::: DATA ENTRIES :::

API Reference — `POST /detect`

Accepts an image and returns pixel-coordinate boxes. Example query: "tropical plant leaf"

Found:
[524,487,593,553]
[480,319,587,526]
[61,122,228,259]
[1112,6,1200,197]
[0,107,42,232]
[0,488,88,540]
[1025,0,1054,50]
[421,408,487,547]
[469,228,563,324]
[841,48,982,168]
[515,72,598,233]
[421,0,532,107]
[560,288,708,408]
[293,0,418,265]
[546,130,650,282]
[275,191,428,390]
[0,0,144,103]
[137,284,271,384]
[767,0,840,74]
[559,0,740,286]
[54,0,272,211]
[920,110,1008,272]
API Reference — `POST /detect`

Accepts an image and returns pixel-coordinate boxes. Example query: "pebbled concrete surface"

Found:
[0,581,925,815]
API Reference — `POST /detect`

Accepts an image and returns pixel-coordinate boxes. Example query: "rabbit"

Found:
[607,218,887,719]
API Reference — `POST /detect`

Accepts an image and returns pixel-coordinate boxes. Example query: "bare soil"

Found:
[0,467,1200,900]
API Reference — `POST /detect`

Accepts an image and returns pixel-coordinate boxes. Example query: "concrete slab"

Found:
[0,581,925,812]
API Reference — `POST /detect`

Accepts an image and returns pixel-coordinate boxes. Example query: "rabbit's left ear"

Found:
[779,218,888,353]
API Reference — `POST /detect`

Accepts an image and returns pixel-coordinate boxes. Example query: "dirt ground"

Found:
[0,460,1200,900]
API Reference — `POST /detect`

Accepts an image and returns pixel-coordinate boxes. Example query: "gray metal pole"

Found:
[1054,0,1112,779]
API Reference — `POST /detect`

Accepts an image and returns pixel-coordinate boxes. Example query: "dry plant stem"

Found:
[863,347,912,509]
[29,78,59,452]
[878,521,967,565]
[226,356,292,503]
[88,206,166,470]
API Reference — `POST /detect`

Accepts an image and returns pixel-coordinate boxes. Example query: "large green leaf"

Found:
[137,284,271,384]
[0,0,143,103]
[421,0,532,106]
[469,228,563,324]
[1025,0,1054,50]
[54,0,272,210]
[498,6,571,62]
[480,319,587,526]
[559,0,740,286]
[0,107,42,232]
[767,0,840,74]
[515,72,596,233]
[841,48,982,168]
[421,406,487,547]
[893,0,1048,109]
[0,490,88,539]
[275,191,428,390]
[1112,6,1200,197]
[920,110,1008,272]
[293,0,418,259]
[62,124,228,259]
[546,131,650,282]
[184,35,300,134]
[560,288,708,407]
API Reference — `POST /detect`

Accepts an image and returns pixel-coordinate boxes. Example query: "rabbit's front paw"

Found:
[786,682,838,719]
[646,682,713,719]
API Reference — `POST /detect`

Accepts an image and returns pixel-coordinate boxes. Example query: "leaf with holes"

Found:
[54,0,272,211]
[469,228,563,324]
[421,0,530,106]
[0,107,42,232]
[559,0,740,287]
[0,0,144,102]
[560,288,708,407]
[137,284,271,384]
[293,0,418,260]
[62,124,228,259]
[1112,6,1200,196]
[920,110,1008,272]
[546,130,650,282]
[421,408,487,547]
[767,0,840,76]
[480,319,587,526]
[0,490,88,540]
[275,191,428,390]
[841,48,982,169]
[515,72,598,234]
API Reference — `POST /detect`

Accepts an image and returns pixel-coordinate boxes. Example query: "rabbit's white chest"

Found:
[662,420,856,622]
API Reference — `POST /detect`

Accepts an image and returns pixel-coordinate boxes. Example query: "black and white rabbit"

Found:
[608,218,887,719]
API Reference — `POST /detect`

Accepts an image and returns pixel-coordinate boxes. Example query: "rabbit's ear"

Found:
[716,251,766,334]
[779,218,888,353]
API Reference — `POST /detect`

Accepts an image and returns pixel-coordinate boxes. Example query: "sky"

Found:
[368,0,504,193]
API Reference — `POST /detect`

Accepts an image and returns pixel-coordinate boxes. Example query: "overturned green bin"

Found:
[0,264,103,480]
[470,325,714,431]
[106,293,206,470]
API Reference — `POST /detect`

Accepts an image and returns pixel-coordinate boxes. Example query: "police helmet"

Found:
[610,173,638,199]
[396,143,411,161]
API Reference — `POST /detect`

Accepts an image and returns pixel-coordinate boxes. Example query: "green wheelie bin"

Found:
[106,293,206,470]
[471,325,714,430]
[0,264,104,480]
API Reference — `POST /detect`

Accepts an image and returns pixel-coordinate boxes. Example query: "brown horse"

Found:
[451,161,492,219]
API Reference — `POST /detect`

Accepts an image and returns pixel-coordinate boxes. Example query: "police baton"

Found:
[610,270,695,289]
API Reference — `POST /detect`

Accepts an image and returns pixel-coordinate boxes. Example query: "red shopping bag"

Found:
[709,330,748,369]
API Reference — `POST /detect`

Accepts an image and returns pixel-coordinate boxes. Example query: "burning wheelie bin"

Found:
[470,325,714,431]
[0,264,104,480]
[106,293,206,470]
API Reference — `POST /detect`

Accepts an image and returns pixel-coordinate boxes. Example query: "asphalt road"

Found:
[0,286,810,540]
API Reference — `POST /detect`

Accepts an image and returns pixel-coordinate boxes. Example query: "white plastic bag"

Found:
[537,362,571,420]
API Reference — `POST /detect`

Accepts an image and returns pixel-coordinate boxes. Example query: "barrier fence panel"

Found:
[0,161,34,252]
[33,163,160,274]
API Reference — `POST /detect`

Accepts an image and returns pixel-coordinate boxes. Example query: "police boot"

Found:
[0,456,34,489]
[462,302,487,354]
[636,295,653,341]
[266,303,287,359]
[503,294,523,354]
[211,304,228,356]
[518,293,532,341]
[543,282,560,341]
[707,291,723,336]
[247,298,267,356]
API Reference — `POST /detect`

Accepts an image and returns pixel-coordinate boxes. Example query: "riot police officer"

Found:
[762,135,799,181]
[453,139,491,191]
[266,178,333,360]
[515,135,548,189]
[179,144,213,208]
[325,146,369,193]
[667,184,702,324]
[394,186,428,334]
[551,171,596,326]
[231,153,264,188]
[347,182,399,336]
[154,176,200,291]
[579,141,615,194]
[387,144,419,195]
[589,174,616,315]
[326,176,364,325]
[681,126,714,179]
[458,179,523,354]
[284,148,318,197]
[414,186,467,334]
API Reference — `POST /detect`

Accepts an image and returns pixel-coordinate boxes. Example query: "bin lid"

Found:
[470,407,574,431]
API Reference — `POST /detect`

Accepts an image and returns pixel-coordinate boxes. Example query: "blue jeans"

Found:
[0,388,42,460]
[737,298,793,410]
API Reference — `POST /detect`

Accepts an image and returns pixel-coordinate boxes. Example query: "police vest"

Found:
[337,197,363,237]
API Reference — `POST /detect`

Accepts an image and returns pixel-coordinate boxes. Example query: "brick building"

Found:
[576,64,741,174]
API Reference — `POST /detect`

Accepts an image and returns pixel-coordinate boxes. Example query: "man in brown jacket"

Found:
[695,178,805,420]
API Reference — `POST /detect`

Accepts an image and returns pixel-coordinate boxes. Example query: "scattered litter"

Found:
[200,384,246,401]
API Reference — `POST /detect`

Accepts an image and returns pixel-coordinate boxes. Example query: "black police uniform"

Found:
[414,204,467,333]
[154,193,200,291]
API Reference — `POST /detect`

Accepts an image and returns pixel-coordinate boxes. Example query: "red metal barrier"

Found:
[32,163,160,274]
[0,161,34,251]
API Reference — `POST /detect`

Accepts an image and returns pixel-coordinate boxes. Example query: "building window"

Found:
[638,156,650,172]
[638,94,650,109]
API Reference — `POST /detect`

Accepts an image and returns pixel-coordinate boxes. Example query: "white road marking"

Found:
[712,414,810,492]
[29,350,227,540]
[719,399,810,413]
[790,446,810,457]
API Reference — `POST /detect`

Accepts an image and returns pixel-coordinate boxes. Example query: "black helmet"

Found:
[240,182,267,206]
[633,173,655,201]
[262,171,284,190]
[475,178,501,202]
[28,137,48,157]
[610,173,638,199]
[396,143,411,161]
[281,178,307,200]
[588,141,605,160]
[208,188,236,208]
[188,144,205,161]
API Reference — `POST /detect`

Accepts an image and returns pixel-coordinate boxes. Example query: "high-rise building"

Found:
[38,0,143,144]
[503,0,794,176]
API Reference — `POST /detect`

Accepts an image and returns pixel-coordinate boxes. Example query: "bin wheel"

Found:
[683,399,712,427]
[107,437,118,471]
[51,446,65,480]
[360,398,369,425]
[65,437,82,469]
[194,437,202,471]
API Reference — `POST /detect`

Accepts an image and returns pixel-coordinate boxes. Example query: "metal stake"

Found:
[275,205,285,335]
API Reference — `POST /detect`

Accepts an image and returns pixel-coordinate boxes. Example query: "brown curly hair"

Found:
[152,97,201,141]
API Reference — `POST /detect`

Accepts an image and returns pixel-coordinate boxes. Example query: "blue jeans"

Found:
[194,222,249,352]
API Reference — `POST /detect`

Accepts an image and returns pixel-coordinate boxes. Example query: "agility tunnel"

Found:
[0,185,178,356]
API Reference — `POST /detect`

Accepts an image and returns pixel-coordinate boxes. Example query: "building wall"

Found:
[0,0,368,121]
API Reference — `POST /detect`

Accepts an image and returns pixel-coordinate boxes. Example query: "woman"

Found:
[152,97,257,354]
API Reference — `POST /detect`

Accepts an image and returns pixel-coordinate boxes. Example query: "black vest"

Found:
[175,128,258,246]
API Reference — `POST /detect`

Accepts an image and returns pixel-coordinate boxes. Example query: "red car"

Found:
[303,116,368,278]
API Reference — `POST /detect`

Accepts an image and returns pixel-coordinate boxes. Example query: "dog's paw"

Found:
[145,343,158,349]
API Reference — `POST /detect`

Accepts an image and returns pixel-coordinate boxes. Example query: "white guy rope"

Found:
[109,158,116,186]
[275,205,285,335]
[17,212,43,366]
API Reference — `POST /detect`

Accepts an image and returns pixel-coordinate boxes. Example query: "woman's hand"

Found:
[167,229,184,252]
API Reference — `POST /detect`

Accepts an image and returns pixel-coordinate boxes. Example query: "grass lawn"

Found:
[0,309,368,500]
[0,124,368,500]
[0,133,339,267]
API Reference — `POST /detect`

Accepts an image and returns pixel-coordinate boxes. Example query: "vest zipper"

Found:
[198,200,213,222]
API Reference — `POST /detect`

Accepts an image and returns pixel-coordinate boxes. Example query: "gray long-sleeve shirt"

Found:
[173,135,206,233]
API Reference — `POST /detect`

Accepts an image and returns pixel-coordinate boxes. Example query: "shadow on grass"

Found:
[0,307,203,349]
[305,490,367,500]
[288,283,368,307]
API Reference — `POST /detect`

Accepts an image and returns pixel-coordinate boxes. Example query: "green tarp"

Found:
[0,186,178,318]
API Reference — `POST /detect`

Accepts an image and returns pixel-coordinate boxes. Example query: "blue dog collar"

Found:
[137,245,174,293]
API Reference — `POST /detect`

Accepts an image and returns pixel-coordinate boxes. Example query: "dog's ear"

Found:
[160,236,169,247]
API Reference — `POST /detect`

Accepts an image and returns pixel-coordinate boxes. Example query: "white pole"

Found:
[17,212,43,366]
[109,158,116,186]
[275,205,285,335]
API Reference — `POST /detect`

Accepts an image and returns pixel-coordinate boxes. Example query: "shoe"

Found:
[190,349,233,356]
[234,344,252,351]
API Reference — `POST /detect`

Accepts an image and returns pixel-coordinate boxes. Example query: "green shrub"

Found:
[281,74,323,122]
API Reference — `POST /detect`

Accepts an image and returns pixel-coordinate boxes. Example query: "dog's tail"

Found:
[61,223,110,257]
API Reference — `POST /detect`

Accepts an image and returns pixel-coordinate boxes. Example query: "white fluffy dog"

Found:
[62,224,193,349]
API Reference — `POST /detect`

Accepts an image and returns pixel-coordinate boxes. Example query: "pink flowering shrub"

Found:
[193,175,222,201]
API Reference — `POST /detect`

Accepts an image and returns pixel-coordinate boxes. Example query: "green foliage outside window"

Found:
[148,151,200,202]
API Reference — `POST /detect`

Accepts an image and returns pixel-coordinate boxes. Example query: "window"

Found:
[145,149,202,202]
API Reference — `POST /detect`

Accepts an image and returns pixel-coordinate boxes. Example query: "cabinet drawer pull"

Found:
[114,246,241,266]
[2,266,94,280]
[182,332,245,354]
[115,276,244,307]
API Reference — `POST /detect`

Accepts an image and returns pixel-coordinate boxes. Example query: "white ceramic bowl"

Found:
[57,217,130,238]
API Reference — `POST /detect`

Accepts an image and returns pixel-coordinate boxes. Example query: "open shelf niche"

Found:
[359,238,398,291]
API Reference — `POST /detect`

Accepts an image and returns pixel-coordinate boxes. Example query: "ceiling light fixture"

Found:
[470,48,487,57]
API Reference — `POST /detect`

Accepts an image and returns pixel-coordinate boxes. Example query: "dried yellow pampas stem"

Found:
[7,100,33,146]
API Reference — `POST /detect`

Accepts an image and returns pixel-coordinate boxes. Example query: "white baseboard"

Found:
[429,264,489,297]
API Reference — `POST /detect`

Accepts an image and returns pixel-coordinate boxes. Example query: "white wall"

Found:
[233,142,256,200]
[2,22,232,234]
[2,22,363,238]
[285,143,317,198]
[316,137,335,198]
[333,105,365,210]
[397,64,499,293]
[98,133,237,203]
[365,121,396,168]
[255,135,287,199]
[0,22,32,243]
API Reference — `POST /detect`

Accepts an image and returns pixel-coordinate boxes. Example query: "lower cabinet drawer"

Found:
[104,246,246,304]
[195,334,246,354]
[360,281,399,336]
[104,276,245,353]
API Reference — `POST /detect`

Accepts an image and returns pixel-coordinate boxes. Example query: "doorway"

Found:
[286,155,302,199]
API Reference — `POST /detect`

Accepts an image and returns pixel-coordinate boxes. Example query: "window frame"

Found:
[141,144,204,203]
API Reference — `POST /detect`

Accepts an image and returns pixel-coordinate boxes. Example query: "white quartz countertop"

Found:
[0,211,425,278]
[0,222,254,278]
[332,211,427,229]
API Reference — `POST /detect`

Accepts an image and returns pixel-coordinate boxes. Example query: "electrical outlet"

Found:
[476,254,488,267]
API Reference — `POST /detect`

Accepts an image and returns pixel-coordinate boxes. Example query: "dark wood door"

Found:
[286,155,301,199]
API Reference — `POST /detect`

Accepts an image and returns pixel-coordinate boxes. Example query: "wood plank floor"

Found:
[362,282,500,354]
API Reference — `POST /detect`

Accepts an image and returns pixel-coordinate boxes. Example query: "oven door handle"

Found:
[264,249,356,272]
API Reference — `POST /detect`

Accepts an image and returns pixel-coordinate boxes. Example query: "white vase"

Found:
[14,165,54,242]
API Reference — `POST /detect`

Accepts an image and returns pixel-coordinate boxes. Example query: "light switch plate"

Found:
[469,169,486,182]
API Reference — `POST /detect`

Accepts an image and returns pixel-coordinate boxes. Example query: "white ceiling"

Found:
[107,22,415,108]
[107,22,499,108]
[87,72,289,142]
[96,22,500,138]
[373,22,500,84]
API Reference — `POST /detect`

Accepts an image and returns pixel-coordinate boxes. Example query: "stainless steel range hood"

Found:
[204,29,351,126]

:::

* _TASK REQUIREMENTS_:
Select every row above that contains the string "window". Case counts, so match it letter for letter.

* _CORRECT OUTPUT_:
Accepts an image and returns pixel-coordinate boxes. Example query: "building window"
Accepts an image and returns pixel-coordinate boxes. Example query: "green foliage outside window"
Accepts an image and returns pixel-coordinate boxes. Example query: "window"
Accepts an image and returns pixel-coordinate boxes. Example query: "window frame"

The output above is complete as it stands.